++++ Available data ++++
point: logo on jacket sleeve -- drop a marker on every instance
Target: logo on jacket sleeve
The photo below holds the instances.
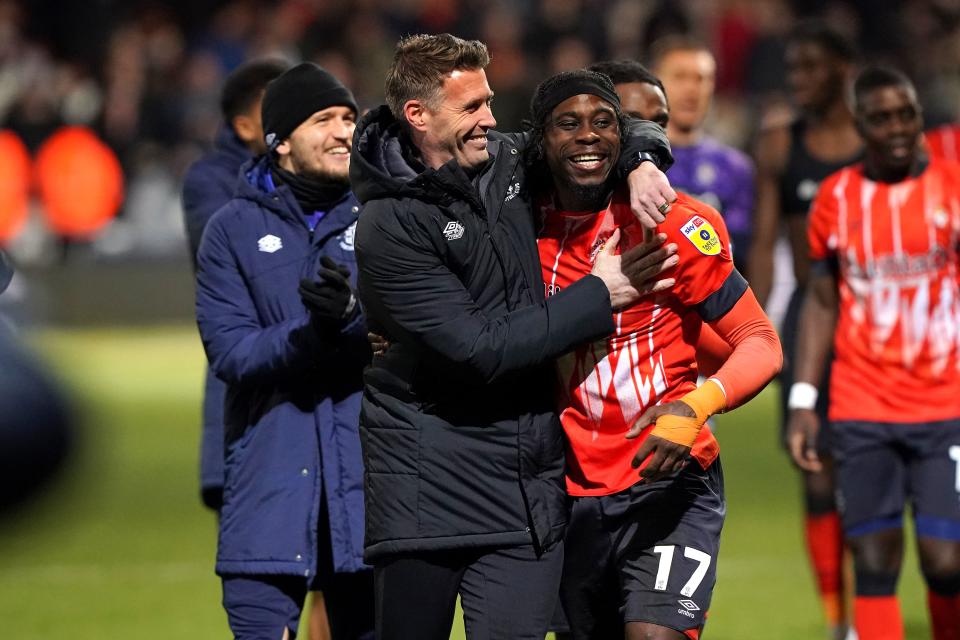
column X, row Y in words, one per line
column 347, row 237
column 453, row 230
column 269, row 244
column 702, row 234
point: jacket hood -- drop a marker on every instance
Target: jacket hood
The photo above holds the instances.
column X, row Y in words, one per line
column 379, row 168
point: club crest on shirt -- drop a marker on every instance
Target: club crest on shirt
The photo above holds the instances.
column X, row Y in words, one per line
column 702, row 234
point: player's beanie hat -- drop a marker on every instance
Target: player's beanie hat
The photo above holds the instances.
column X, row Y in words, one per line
column 296, row 95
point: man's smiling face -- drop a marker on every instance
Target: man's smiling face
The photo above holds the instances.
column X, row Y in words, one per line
column 581, row 143
column 457, row 127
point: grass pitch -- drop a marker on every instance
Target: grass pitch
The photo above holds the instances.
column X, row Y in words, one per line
column 119, row 545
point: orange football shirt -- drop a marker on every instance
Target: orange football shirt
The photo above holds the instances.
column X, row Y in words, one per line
column 897, row 341
column 944, row 142
column 651, row 357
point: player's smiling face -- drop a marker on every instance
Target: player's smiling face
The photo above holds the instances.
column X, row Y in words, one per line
column 581, row 143
column 890, row 121
column 320, row 146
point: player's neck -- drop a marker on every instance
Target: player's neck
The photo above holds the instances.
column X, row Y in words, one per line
column 875, row 170
column 589, row 200
column 683, row 137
++++
Exercise prompt: Pick every line from the listing holding the string "grass", and copy it.

Exercise output:
point: grass pitch -- drop a marker on every instance
Target: grass pitch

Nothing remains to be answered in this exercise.